§ **Requirements**: Reproduce every one of the following records verbatim.

— START Data shown —

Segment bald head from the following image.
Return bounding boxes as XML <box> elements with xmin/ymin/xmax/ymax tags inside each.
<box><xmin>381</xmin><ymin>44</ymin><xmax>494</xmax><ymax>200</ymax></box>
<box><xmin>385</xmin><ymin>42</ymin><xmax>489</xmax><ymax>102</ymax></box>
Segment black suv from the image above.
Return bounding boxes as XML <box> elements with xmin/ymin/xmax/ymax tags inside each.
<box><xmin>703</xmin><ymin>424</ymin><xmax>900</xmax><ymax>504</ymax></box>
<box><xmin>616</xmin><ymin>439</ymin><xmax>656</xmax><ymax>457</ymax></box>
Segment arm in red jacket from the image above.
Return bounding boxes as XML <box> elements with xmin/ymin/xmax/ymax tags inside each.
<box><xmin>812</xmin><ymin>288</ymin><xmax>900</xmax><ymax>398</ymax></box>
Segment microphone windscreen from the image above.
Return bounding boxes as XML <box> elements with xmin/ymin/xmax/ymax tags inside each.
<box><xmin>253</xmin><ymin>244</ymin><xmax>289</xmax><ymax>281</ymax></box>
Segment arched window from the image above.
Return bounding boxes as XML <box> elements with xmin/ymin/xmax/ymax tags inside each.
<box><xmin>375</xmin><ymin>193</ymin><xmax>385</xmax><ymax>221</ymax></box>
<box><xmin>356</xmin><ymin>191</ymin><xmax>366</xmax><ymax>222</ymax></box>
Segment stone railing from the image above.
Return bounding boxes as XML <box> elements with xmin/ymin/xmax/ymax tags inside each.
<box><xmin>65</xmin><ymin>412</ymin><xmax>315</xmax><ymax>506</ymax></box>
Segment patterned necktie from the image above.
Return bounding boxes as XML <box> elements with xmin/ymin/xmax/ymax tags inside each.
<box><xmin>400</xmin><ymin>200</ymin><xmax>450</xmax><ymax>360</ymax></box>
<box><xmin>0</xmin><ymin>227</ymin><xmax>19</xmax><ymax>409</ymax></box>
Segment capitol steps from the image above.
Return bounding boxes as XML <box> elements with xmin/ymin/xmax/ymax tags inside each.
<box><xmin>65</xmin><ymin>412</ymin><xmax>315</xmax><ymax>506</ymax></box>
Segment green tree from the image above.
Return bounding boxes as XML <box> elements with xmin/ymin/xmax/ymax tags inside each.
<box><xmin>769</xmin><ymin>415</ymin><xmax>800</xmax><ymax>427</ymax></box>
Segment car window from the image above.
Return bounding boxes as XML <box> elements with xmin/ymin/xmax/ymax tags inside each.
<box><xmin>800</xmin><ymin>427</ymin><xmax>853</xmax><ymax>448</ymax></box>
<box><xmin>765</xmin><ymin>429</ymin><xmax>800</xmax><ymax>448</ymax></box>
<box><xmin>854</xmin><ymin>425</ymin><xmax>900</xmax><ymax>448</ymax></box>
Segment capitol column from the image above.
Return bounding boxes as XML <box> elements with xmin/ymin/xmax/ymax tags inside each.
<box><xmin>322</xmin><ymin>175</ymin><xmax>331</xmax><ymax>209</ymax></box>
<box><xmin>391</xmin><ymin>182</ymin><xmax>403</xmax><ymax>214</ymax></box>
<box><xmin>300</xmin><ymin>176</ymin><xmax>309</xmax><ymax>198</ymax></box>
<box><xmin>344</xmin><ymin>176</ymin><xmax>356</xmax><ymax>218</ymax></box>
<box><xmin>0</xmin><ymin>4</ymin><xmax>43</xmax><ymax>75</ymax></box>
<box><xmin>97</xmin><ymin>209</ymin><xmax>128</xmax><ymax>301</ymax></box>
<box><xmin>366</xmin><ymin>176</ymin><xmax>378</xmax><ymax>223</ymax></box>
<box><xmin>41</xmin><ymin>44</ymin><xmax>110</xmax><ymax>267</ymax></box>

— END Data shown —

§ **Output below**:
Segment bald head from the following image.
Return bounding boxes as XML <box> elements with xmin/ymin/xmax/ymax tags inside each.
<box><xmin>381</xmin><ymin>44</ymin><xmax>494</xmax><ymax>200</ymax></box>
<box><xmin>385</xmin><ymin>42</ymin><xmax>489</xmax><ymax>102</ymax></box>
Segment black suv from the image above.
Return bounding boxes as XML <box> elements with xmin/ymin/xmax/ymax tags inside each.
<box><xmin>703</xmin><ymin>424</ymin><xmax>900</xmax><ymax>504</ymax></box>
<box><xmin>616</xmin><ymin>439</ymin><xmax>656</xmax><ymax>457</ymax></box>
Segment arm in red jacket from the image above.
Return bounding boxes as XML <box> elements with xmin/ymin/xmax/ymax tags inside each.
<box><xmin>812</xmin><ymin>288</ymin><xmax>900</xmax><ymax>398</ymax></box>
Segment microphone windscreen from the image above.
Return bounding boxes as XML <box> elements with xmin/ymin/xmax/ymax tags inside each.
<box><xmin>253</xmin><ymin>244</ymin><xmax>289</xmax><ymax>281</ymax></box>
Segment arched window from the image above.
Return bounding boxes as XML <box> elements with xmin/ymin/xmax/ymax tags inside each.
<box><xmin>375</xmin><ymin>193</ymin><xmax>385</xmax><ymax>221</ymax></box>
<box><xmin>356</xmin><ymin>191</ymin><xmax>366</xmax><ymax>222</ymax></box>
Segment stone railing from the image above.
Return bounding boxes as XML <box> elements with xmin/ymin/xmax/ymax tags inside each.
<box><xmin>65</xmin><ymin>412</ymin><xmax>315</xmax><ymax>506</ymax></box>
Segment patterned necktie from the image above.
Return bounding boxes as XML <box> elements with xmin/ymin/xmax/ymax tags inside each.
<box><xmin>400</xmin><ymin>200</ymin><xmax>450</xmax><ymax>360</ymax></box>
<box><xmin>0</xmin><ymin>227</ymin><xmax>19</xmax><ymax>409</ymax></box>
Segment capitol steps from the image above.
Return bounding boxes as XML <box> elements with xmin/ymin/xmax/ymax tags inside each.
<box><xmin>65</xmin><ymin>412</ymin><xmax>315</xmax><ymax>506</ymax></box>
Segment green tree from the image above.
Return bounding boxes as XML <box> elements with xmin/ymin/xmax/ymax tags inside each.
<box><xmin>769</xmin><ymin>415</ymin><xmax>800</xmax><ymax>427</ymax></box>
Segment car window from the image above.
Return bounding boxes as XML <box> elements with xmin/ymin/xmax/ymax tags inside each.
<box><xmin>800</xmin><ymin>427</ymin><xmax>853</xmax><ymax>448</ymax></box>
<box><xmin>765</xmin><ymin>429</ymin><xmax>800</xmax><ymax>448</ymax></box>
<box><xmin>854</xmin><ymin>425</ymin><xmax>900</xmax><ymax>448</ymax></box>
Segment capitol column from the image above.
Return bounding boxes as XML <box> elements with xmin/ymin/xmax/ymax tags inside each.
<box><xmin>322</xmin><ymin>175</ymin><xmax>331</xmax><ymax>209</ymax></box>
<box><xmin>391</xmin><ymin>182</ymin><xmax>403</xmax><ymax>214</ymax></box>
<box><xmin>300</xmin><ymin>176</ymin><xmax>309</xmax><ymax>198</ymax></box>
<box><xmin>344</xmin><ymin>176</ymin><xmax>356</xmax><ymax>218</ymax></box>
<box><xmin>0</xmin><ymin>4</ymin><xmax>43</xmax><ymax>75</ymax></box>
<box><xmin>97</xmin><ymin>209</ymin><xmax>128</xmax><ymax>301</ymax></box>
<box><xmin>366</xmin><ymin>176</ymin><xmax>378</xmax><ymax>223</ymax></box>
<box><xmin>41</xmin><ymin>44</ymin><xmax>110</xmax><ymax>267</ymax></box>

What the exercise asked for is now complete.